▶ **SET TASK A**
Write out the article on Rim Fire logging word for word, in full.

The plaintiffs’ options include appealing the case to the Supreme Court.

“In terms of appeals, we are at the end of the line,” Augustine said.  “We can ask the Supreme Court to hear our case, but the court can decide not to.”

Multiple Rim Fire recovery stakeholders, including Tuolumne County counsel, the American Forest Resource Council, Sierra Pacific Industries, and Yosemite Stanislaus Solutions, have allied with the Forest Service to oppose the legal action.

A total of 7,410 acres in the Rim Fire burn in the Stanislaus National Forest have been logged to date, said Barbara Drake, director of the forest’s Rim Fire recovery team.

“It never stopped,” Drake said.  “We only got wintered out for a couple of days.  We stopped for a couple of days because the roads were wet at one point earlier this year.”

Logging in the forest’s rim Fire burn area continued Tuesday and is expected to continue through Oct. 31, 2016, Drake said.  The Forest Service has approval to log more than 17,300 acres of the burn inside Stanislaus forest boundaries, Drake said.

The plaintiffs’ legal challenges started in September 2014, Drake said.

“Obviously we are pleased the court ruled in our favor,” Drake said.  “The plaintiffs just wanted a preliminary injunction until their case can be heard.  At this rate, the work could be done before their case can be heard.”

Judges with the Ninth Circuit in their four-page decision filed Tuesday listed several reasons for siding with the Forest Service.

  • “Plaintiffs have not established a likelihood of success on the merits of their claims under the National Environmental Policy Act,” the judges wrote.
  • “The Environmental Impact statement and Record of Decision adequately incorporated the 2014 owl occupancy survey results by explaining that the Forest Service had re-established six protect activity centers where the surveys detected owl presence,” the judges wrote.
  • “The Forest Service also adequately addressed the scientific literature on owl occupancy in post-fire, high-severity burn habitat,” the judges wrote.

John Buckley with the Central Sierra Environmental Resource Center applauded the federal court’s decision.

▶ **SET TASK B**
Take the rows starting with the line that contains "the form (240,111)." and going on through the end of the rows, and give those lines again with "marker" swapped for "pin" and nothing else changed.

▶ **RECORDED INFORMATION**
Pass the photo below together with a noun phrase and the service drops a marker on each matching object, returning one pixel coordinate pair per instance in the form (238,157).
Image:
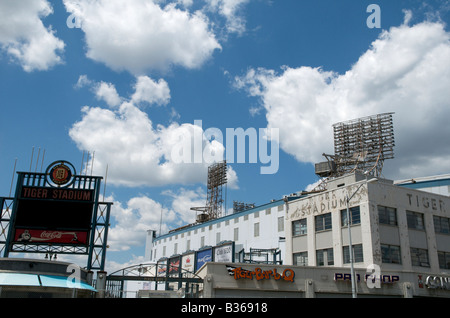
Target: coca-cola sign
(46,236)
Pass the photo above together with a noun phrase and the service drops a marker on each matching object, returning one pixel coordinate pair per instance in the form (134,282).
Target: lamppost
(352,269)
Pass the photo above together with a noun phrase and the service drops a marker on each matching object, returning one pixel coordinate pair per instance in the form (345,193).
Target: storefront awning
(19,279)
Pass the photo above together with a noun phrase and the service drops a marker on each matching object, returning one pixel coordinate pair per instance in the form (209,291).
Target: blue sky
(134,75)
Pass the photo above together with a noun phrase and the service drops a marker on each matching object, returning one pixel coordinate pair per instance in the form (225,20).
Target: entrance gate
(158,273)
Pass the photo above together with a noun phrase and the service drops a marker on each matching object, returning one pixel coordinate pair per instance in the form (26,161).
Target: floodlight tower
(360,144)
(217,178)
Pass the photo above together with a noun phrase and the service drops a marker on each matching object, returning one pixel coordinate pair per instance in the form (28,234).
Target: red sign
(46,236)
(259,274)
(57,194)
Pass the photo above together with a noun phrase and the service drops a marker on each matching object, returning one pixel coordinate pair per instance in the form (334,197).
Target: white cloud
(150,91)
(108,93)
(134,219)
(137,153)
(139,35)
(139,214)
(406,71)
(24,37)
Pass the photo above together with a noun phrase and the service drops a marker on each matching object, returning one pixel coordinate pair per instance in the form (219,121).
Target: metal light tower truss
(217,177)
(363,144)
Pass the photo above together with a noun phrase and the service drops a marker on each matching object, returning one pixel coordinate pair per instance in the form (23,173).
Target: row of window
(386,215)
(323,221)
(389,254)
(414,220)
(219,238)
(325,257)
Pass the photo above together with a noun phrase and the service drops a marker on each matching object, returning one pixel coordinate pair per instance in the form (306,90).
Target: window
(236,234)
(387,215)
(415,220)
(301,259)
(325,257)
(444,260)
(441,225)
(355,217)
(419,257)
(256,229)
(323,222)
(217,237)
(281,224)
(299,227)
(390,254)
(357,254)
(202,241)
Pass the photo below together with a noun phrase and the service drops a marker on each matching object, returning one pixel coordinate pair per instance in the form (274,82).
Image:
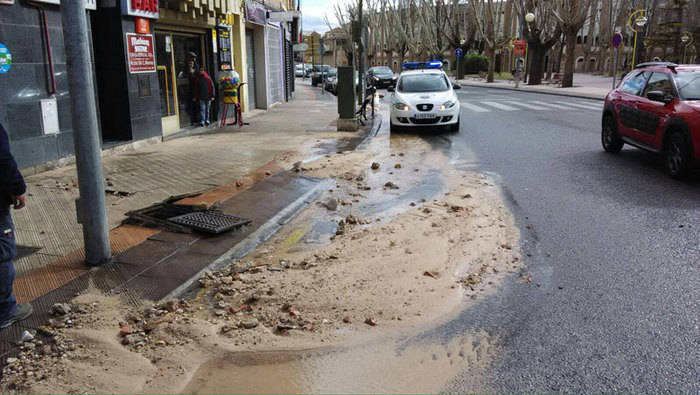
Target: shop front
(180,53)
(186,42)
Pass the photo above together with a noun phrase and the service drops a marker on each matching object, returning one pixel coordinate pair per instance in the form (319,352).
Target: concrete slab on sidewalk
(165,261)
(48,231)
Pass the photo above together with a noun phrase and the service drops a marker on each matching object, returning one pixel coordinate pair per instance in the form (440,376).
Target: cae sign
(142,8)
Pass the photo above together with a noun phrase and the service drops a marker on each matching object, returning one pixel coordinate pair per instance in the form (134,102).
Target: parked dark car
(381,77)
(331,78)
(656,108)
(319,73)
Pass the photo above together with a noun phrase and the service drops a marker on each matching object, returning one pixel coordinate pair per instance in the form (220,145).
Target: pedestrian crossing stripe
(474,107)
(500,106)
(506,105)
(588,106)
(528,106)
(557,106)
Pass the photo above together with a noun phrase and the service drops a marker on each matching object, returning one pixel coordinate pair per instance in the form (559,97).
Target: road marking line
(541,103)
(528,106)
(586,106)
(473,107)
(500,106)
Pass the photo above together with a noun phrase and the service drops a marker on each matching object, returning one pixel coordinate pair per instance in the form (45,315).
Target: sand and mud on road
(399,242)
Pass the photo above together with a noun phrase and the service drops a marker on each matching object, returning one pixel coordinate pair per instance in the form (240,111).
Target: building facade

▶ **FINAL RESULT A**
The plaintiffs’ options include appealing the case to the Supreme Court.

“In terms of appeals, we are at the end of the line,” Augustine said.  “We can ask the Supreme Court to hear our case, but the court can decide not to.”

Multiple Rim Fire recovery stakeholders, including Tuolumne County counsel, the American Forest Resource Council, Sierra Pacific Industries, and Yosemite Stanislaus Solutions, have allied with the Forest Service to oppose the legal action.

A total of 7,410 acres in the Rim Fire burn in the Stanislaus National Forest have been logged to date, said Barbara Drake, director of the forest’s Rim Fire recovery team.

“It never stopped,” Drake said.  “We only got wintered out for a couple of days.  We stopped for a couple of days because the roads were wet at one point earlier this year.”

Logging in the forest’s rim Fire burn area continued Tuesday and is expected to continue through Oct. 31, 2016, Drake said.  The Forest Service has approval to log more than 17,300 acres of the burn inside Stanislaus forest boundaries, Drake said.

The plaintiffs’ legal challenges started in September 2014, Drake said.

“Obviously we are pleased the court ruled in our favor,” Drake said.  “The plaintiffs just wanted a preliminary injunction until their case can be heard.  At this rate, the work could be done before their case can be heard.”

Judges with the Ninth Circuit in their four-page decision filed Tuesday listed several reasons for siding with the Forest Service.

  • “Plaintiffs have not established a likelihood of success on the merits of their claims under the National Environmental Policy Act,” the judges wrote.
  • “The Environmental Impact statement and Record of Decision adequately incorporated the 2014 owl occupancy survey results by explaining that the Forest Service had re-established six protect activity centers where the surveys detected owl presence,” the judges wrote.
  • “The Forest Service also adequately addressed the scientific literature on owl occupancy in post-fire, high-severity burn habitat,” the judges wrote.

John Buckley with the Central Sierra Environmental Resource Center applauded the federal court’s decision.

▶ **FINAL RESULT B**
Pass the photo above together with a noun phrase and the service drops a pin on each matching object, returning one pixel coordinate pair per instance in the form (240,111).
Target: building facade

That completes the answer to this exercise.